Reproduce every one of the following items word for word.
----- Records to use -----
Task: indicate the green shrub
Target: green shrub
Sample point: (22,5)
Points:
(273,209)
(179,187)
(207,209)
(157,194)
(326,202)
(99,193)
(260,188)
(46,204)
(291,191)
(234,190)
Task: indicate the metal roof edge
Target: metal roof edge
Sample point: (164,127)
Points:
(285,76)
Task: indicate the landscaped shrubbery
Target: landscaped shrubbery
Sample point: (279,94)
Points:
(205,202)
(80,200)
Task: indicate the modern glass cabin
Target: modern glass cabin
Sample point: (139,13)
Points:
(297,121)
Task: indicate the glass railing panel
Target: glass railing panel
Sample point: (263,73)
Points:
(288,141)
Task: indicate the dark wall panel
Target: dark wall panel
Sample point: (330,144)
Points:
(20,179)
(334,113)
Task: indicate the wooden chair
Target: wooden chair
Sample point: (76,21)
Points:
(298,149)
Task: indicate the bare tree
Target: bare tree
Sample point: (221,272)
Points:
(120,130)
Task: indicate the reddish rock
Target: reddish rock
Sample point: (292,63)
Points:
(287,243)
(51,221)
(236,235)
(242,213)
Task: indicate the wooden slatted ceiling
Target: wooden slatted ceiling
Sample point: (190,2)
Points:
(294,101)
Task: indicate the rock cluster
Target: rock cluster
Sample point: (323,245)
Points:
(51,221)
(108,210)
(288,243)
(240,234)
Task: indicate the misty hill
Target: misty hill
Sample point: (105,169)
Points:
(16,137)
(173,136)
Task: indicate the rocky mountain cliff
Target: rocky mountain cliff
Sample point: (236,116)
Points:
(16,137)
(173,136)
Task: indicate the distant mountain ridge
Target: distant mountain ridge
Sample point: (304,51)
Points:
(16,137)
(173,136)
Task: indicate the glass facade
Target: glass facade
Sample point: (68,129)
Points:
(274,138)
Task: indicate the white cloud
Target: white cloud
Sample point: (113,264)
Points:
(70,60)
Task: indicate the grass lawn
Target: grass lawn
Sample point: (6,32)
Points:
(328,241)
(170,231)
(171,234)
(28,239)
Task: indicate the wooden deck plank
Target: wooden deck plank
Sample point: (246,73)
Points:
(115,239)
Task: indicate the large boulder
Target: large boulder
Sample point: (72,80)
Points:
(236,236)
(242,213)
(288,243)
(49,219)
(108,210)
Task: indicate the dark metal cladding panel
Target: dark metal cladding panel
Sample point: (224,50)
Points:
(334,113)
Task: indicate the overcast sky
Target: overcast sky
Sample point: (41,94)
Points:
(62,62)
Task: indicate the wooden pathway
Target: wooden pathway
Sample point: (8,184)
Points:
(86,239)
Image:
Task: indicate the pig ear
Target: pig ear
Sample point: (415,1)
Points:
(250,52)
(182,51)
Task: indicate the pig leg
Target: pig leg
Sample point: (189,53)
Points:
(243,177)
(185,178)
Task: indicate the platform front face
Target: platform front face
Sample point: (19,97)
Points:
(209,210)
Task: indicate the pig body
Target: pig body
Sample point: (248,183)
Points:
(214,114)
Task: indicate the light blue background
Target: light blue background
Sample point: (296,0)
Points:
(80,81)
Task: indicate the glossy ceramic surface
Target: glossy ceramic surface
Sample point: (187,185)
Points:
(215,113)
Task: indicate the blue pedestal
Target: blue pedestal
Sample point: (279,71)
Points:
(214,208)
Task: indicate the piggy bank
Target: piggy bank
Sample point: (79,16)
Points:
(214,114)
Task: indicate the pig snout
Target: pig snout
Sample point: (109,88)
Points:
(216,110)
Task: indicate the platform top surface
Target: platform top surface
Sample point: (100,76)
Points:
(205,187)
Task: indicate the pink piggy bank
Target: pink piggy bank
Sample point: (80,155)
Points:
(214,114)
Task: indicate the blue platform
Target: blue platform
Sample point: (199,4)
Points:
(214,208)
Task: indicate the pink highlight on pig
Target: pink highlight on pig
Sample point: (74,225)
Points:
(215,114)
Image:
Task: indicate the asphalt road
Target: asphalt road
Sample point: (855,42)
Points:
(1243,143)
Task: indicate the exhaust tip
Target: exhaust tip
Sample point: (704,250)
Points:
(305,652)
-----
Expected answer:
Task: indicate the green shrub
Target: green shrub
Sample point: (22,5)
Points:
(273,209)
(179,187)
(207,209)
(157,194)
(326,202)
(99,193)
(260,188)
(46,204)
(291,191)
(234,190)
Task: indicate the metal roof edge
Target: metal roof edge
Sample point: (164,127)
Points:
(285,76)
Task: indicate the landscaped shrubbery
Target: landscaped shrubbery
Sample point: (279,94)
Points:
(205,202)
(80,200)
Task: indicate the modern glass cabin
Target: modern glass cabin
Sample point: (139,13)
Points:
(297,121)
Task: indicate the glass railing panel
Target: glass railing panel
Sample point: (263,73)
Points:
(288,141)
Task: indicate the dark wall panel
Target: dark wall panel
Sample point: (330,144)
Points:
(20,179)
(334,113)
Task: indicate the wooden chair
Target: wooden chair
Sample point: (76,21)
Points:
(298,149)
Task: indicate the bare tree
Target: bare tree
Sample point: (221,272)
Points:
(120,130)
Task: indicate the reddish rock
Target: reddish rock
Sample point: (292,63)
Points:
(287,243)
(51,221)
(236,235)
(242,213)
Task: indicate the wooden slatted ceiling
Target: wooden slatted ceiling
Sample point: (190,2)
Points:
(294,101)
Task: indicate the rock cluster
Target: rock cluster
Sample point: (323,245)
Points:
(51,221)
(108,210)
(288,243)
(240,234)
Task: indicate the misty hill
Target: misty hill
Sample point: (105,169)
Points:
(16,137)
(173,136)
Task: indicate the rocky mountain cliff
Target: rocky mountain cliff
Sample point: (236,116)
Points:
(16,137)
(173,136)
Task: indicate the distant mountain ridge
Target: distant mountain ridge
Sample point: (304,51)
Points:
(16,137)
(173,136)
Task: indicate the glass facade
Target: glass facade
Sample point: (68,129)
Points:
(274,138)
Task: indicate the white cloud
Target: white cloud
Sample point: (113,264)
Points:
(70,60)
Task: indicate the grass lawn
Target: grass lawn
Sample point: (6,32)
Points:
(328,241)
(170,231)
(171,234)
(28,239)
Task: indicate the wooden deck plank
Target: wooden deck plank
Sample point: (246,73)
Points:
(115,239)
Task: indicate the large boulder
Target: large boulder
Sample point: (72,80)
Points:
(236,236)
(242,213)
(288,243)
(49,219)
(108,210)
Task: indicate the dark metal cladding panel
Target: dark metal cladding panel
Sample point: (224,50)
Points:
(334,113)
Task: indicate the overcast sky
Target: overcast sky
Sample point: (41,94)
Points:
(62,62)
Task: indicate the wooden pathway
Target: wooden pathway
Sample point: (8,184)
Points:
(86,239)
Image:
Task: indicate the pig ear
Target: pig ear
Sample point: (415,1)
Points:
(250,52)
(182,51)
Task: indicate the pig leg
Target: pig leg
Sample point: (189,53)
Points:
(243,177)
(185,178)
Task: indicate the platform front face
Target: platform front face
Sample point: (19,97)
Points:
(209,210)
Task: indicate the pig body
Target: pig body
Sample point: (248,183)
Points:
(214,114)
Task: indicate the light blue background
Target: light blue background
Sample point: (296,0)
Points:
(80,81)
Task: indicate the glossy ceramic surface
Target: glossy ceramic surface
Sample point: (187,185)
Points:
(215,113)
Task: indicate the blue pedestal
Target: blue pedestal
Sample point: (279,71)
Points:
(214,208)
Task: indicate the piggy bank
Target: piggy bank
Sample point: (79,16)
Points:
(214,114)
Task: indicate the pig snout
Target: pig snout
Sample point: (109,88)
Points:
(216,110)
Task: indicate the platform top surface
Target: platform top surface
Sample point: (100,76)
Points:
(205,187)
Task: indicate the pink piggy bank
Target: pink piggy bank
Sample point: (80,155)
Points:
(214,114)
Task: indicate the blue platform
Target: blue platform
Sample point: (199,4)
Points:
(214,208)
Task: indicate the pink highlight on pig
Target: pink highlight on pig
Sample point: (74,225)
Points:
(215,114)
Image:
Task: indicate the asphalt road
Target: asphalt road
Sample point: (855,42)
Points:
(1243,143)
Task: indicate the exhaust tip
Target: exhaust tip
Sample point: (704,250)
Points:
(305,652)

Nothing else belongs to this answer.